* **WHAT TO PRODUCE**
Lay out the lines of the items below as a numbered list without blank lines, beginning at the line that has "Would you please pick out the shadow" and stopping after the line that has "point(218, 262)". Include no other lines.

Point annotation records

%%

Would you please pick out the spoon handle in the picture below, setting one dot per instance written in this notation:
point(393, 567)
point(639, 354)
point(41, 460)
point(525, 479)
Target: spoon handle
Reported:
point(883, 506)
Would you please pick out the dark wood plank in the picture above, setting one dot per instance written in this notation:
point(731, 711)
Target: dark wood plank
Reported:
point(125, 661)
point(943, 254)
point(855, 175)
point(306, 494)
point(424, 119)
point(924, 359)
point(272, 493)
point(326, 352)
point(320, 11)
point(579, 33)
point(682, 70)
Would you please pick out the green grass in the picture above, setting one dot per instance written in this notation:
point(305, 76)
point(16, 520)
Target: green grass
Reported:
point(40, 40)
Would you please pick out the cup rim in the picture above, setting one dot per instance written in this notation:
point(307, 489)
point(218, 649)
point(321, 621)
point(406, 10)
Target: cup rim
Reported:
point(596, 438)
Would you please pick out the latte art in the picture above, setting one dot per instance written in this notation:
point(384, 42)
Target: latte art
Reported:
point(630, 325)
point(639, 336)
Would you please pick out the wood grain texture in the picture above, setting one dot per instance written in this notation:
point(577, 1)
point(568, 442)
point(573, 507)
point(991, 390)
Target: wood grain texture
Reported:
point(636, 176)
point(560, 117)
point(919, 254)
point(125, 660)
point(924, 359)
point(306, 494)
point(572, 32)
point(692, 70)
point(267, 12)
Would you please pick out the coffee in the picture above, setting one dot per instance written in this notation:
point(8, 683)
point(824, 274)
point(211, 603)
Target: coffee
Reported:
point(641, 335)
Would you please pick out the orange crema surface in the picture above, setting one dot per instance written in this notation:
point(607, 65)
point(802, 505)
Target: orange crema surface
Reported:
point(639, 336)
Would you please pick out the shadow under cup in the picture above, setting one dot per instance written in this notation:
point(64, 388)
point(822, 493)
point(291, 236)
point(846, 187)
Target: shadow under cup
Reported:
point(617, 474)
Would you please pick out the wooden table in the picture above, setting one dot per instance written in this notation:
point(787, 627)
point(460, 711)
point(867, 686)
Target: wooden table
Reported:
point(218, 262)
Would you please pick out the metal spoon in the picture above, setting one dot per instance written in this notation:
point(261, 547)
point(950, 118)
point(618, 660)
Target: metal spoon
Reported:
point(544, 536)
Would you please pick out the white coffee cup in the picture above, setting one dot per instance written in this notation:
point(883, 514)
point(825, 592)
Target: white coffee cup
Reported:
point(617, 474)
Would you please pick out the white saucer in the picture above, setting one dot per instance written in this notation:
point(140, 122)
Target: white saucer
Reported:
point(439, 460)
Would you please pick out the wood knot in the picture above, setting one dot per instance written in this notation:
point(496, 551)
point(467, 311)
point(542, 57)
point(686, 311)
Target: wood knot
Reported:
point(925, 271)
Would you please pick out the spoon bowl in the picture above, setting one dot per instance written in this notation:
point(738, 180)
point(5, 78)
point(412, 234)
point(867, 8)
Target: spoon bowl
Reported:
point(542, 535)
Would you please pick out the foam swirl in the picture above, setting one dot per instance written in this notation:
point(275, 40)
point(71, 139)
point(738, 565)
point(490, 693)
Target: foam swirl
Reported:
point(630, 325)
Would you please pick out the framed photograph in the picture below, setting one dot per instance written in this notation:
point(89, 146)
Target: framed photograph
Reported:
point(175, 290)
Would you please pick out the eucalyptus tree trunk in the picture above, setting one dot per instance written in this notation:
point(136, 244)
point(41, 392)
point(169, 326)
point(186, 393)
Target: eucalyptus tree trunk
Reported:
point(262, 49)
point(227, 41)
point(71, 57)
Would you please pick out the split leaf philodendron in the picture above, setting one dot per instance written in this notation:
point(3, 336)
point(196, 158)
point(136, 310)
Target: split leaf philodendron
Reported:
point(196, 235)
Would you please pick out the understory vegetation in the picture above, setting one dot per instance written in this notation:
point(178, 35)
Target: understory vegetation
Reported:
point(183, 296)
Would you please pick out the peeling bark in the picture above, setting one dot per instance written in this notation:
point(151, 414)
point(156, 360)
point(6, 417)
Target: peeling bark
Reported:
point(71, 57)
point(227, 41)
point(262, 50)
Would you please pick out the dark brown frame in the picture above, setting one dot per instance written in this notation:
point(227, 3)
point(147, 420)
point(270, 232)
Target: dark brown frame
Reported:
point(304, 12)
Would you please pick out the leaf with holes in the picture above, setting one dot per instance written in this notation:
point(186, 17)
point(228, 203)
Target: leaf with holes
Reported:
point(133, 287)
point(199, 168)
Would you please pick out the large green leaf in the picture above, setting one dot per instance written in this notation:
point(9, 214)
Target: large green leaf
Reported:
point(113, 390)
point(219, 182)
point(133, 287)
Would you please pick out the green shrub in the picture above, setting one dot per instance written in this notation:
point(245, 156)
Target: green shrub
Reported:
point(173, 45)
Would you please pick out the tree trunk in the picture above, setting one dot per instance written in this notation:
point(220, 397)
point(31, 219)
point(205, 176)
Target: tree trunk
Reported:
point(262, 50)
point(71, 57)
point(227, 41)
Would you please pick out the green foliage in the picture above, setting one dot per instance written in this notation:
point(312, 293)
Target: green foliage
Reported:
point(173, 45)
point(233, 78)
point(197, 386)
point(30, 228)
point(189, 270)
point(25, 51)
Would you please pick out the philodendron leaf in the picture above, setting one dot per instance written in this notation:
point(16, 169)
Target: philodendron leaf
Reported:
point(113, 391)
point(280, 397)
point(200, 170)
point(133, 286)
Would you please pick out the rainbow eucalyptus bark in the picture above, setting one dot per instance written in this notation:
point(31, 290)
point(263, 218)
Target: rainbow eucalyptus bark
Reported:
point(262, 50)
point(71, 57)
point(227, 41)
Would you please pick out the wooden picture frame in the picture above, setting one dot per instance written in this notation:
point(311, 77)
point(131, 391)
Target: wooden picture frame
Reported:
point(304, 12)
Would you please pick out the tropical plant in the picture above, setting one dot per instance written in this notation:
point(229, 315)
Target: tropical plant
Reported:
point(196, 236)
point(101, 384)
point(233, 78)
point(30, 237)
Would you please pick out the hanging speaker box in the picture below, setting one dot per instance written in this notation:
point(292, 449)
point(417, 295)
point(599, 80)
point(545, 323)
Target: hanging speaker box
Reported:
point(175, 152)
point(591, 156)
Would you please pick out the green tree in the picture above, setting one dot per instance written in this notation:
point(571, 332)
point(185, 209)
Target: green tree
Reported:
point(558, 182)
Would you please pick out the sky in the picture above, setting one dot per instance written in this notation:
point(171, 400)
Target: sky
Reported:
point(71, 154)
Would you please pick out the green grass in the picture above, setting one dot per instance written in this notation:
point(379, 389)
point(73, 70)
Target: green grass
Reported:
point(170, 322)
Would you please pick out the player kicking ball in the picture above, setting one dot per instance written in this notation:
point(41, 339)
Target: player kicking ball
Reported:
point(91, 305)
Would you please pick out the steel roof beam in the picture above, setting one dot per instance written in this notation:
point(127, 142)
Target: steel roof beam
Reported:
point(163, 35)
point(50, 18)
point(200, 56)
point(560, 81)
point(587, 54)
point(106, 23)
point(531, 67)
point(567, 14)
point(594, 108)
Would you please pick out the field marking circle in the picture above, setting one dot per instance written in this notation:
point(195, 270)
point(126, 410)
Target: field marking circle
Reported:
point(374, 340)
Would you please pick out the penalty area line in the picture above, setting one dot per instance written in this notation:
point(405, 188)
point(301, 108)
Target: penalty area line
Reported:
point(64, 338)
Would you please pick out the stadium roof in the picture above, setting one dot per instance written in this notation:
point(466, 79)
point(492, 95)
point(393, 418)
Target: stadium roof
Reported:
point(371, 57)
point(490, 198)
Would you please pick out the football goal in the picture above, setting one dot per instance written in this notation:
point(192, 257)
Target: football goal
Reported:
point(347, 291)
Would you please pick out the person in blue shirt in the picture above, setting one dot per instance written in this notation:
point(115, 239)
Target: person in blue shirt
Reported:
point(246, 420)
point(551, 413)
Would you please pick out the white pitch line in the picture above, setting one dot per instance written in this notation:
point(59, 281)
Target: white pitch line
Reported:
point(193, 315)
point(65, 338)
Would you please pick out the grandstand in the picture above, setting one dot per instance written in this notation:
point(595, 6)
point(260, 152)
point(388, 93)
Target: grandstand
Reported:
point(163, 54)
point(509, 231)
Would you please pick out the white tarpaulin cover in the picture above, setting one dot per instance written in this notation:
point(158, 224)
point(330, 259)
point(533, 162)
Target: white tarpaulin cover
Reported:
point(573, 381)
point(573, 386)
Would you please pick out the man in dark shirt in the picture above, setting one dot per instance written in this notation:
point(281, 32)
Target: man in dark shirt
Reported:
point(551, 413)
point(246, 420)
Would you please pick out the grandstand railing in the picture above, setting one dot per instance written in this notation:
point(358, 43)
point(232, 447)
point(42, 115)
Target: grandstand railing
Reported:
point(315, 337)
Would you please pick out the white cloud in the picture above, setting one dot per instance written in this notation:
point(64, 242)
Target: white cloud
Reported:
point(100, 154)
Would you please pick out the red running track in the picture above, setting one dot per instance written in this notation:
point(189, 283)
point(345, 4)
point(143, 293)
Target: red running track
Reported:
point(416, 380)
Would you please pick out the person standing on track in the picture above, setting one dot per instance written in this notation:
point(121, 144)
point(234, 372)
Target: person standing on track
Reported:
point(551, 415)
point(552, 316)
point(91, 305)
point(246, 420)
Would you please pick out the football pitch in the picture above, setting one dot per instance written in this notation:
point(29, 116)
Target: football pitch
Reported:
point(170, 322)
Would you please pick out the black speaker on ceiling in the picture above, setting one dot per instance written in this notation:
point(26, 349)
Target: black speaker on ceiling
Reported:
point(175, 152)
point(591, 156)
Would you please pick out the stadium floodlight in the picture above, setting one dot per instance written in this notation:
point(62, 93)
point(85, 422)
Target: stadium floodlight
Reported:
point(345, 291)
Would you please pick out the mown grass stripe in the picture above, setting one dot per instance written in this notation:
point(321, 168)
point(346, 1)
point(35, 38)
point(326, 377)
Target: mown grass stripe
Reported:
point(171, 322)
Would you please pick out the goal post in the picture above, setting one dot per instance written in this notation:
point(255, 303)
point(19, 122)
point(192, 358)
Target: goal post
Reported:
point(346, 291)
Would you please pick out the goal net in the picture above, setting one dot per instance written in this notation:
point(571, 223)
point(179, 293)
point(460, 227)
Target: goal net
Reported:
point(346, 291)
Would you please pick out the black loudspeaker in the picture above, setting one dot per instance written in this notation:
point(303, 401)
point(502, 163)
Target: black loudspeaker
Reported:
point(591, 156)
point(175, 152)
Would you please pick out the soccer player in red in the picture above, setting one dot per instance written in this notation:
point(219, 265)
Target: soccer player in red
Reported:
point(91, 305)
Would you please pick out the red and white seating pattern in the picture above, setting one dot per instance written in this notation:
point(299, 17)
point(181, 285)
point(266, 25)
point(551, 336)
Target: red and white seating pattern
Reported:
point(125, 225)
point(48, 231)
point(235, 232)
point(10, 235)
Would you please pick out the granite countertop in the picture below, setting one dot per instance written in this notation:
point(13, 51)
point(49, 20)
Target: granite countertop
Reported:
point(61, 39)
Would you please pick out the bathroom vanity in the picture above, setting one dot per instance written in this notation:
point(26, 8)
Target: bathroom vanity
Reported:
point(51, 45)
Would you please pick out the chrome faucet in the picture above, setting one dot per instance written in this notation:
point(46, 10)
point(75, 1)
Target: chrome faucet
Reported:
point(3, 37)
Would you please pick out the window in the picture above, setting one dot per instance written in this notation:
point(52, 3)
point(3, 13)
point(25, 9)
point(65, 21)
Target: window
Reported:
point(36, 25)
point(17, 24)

%%

* **TASK RESPONSE**
1. Would you please pick out the shadow under cup in the picture above, setting one dot per instance written in this notation:
2. point(64, 388)
3. point(822, 493)
4. point(291, 236)
5. point(846, 187)
6. Target: shadow under cup
7. Reported:
8. point(617, 474)
9. Would you please pick out the wooden table in the picture above, setting one dot per instance written in this notation:
10. point(787, 627)
11. point(460, 711)
12. point(867, 686)
13. Target: wooden table
14. Reported:
15. point(218, 262)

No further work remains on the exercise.